Make a verbatim transcription of the records, without the pictures.

(Source data)

·····

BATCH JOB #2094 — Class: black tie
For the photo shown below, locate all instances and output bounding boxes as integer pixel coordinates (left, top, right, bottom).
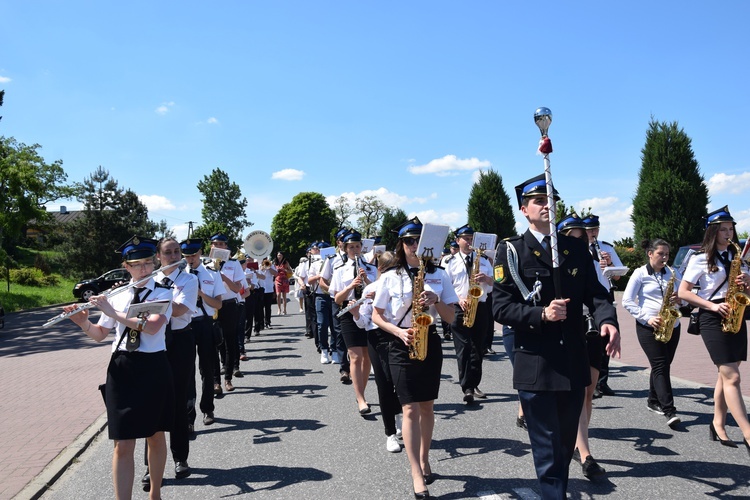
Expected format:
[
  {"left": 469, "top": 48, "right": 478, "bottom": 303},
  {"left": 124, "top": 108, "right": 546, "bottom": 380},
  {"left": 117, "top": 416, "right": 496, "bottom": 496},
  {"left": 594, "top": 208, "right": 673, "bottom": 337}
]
[
  {"left": 465, "top": 254, "right": 472, "bottom": 275},
  {"left": 543, "top": 236, "right": 551, "bottom": 255},
  {"left": 590, "top": 243, "right": 599, "bottom": 261},
  {"left": 125, "top": 287, "right": 146, "bottom": 352}
]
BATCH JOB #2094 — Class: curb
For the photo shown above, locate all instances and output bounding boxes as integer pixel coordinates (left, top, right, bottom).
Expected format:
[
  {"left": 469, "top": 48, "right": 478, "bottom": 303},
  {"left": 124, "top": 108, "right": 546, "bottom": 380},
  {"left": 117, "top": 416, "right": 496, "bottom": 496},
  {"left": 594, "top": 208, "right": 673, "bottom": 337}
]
[{"left": 13, "top": 413, "right": 108, "bottom": 500}]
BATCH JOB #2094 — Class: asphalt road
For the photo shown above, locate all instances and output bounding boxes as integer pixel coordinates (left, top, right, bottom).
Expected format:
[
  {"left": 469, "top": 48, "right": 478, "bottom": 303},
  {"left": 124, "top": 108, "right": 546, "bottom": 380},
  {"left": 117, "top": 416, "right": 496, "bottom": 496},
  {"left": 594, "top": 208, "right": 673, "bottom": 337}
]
[{"left": 35, "top": 308, "right": 750, "bottom": 499}]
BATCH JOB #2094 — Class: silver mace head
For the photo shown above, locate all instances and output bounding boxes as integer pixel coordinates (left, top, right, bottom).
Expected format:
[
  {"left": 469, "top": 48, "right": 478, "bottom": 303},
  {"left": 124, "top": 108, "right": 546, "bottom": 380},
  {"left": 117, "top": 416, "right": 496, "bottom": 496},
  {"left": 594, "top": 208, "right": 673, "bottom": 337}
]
[{"left": 534, "top": 107, "right": 552, "bottom": 137}]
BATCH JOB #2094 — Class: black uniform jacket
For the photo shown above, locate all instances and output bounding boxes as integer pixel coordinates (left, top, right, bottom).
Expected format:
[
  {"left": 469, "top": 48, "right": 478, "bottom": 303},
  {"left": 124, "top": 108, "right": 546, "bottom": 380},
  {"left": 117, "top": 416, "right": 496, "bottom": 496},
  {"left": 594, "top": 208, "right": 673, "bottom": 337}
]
[{"left": 492, "top": 230, "right": 618, "bottom": 392}]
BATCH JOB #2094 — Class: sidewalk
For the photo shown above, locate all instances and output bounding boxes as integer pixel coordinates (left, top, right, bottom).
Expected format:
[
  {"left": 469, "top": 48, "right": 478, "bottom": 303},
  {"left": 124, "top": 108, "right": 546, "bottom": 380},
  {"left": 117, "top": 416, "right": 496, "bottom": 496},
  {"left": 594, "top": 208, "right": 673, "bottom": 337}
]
[{"left": 2, "top": 297, "right": 748, "bottom": 499}]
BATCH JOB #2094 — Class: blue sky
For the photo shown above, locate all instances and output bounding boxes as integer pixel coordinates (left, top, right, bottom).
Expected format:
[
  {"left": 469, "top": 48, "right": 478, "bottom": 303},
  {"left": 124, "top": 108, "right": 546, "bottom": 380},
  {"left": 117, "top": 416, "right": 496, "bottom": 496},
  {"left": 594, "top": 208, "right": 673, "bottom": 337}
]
[{"left": 2, "top": 1, "right": 749, "bottom": 247}]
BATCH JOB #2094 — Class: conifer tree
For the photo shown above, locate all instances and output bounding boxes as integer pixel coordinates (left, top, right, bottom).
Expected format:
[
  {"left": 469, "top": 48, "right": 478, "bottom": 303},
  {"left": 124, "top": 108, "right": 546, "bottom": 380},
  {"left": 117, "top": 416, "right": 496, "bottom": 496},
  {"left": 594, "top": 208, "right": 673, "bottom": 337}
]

·····

* **Exercise result**:
BATCH JOB #2094 — Class: black tie
For the photo shown below, locate all instances and output bounding boxes as integer pixel coordinates (left, top, right, bottom).
Expected format:
[
  {"left": 469, "top": 48, "right": 478, "bottom": 303},
  {"left": 124, "top": 108, "right": 546, "bottom": 380},
  {"left": 117, "top": 416, "right": 496, "bottom": 496},
  {"left": 594, "top": 208, "right": 673, "bottom": 337}
]
[
  {"left": 465, "top": 254, "right": 472, "bottom": 275},
  {"left": 543, "top": 236, "right": 551, "bottom": 255},
  {"left": 590, "top": 243, "right": 599, "bottom": 261},
  {"left": 125, "top": 287, "right": 146, "bottom": 352}
]
BATCH JOB #2094 — Class: curb
For the photo shown above, locate all instances and output bounding boxes as integer pixel coordinates (left, top, right, bottom).
Expected format:
[
  {"left": 469, "top": 48, "right": 478, "bottom": 303},
  {"left": 124, "top": 108, "right": 546, "bottom": 380},
  {"left": 117, "top": 416, "right": 496, "bottom": 496},
  {"left": 594, "top": 208, "right": 673, "bottom": 337}
]
[{"left": 13, "top": 413, "right": 108, "bottom": 500}]
BATCH JOB #2094 — Class: asphalt road
For the photo shown above, locate all instances and output bounding boxes as integer pixel coordinates (left, top, right, bottom).
Expected format:
[
  {"left": 469, "top": 48, "right": 478, "bottom": 303},
  {"left": 124, "top": 108, "right": 546, "bottom": 380},
  {"left": 117, "top": 416, "right": 496, "bottom": 496},
  {"left": 594, "top": 208, "right": 673, "bottom": 337}
]
[{"left": 35, "top": 308, "right": 750, "bottom": 499}]
BATCH JOB #2094 — Class: silver mace head
For the photo shown above, locate all instances and output bounding boxes as integer pixel coordinates (left, top, right, bottom).
Expected format:
[
  {"left": 469, "top": 48, "right": 478, "bottom": 303},
  {"left": 124, "top": 108, "right": 546, "bottom": 380},
  {"left": 117, "top": 416, "right": 496, "bottom": 496},
  {"left": 594, "top": 208, "right": 673, "bottom": 337}
]
[{"left": 534, "top": 107, "right": 552, "bottom": 137}]
BATCH JOB #2094 — Class: black uniform jacket
For the photo shown above, locate all instances and output bounding boxes as integer pixel coordinates (left, top, right, bottom).
Expected format:
[
  {"left": 469, "top": 48, "right": 478, "bottom": 303},
  {"left": 124, "top": 108, "right": 546, "bottom": 380},
  {"left": 117, "top": 416, "right": 496, "bottom": 496},
  {"left": 594, "top": 208, "right": 673, "bottom": 337}
]
[{"left": 492, "top": 230, "right": 618, "bottom": 392}]
BATCH JOB #2094 — Class: sidewalk
For the photo shown above, locate all instances and output bounding boxes as integer pixel coordinates (left, top, right, bottom).
Expected format:
[
  {"left": 469, "top": 48, "right": 478, "bottom": 303},
  {"left": 124, "top": 108, "right": 546, "bottom": 380},
  {"left": 117, "top": 416, "right": 496, "bottom": 496},
  {"left": 594, "top": 208, "right": 673, "bottom": 337}
]
[{"left": 2, "top": 297, "right": 748, "bottom": 499}]
BATCH JOB #2094 — Class: blue sky
For the photo shown above, locate all instances and output bounding boxes as integer pixel coordinates (left, top, right, bottom).
Expected format:
[
  {"left": 469, "top": 48, "right": 478, "bottom": 303},
  {"left": 124, "top": 108, "right": 546, "bottom": 380},
  {"left": 117, "top": 416, "right": 496, "bottom": 496},
  {"left": 594, "top": 208, "right": 673, "bottom": 337}
]
[{"left": 2, "top": 1, "right": 749, "bottom": 247}]
BATCH JOB #2094 — Class: conifer tree
For the photo shown above, locate all instances and output bounding boxes as integer pixel coordinates (left, top, right, bottom).
Expected format:
[
  {"left": 469, "top": 48, "right": 478, "bottom": 303},
  {"left": 124, "top": 108, "right": 546, "bottom": 380},
  {"left": 117, "top": 416, "right": 496, "bottom": 496},
  {"left": 594, "top": 208, "right": 673, "bottom": 337}
]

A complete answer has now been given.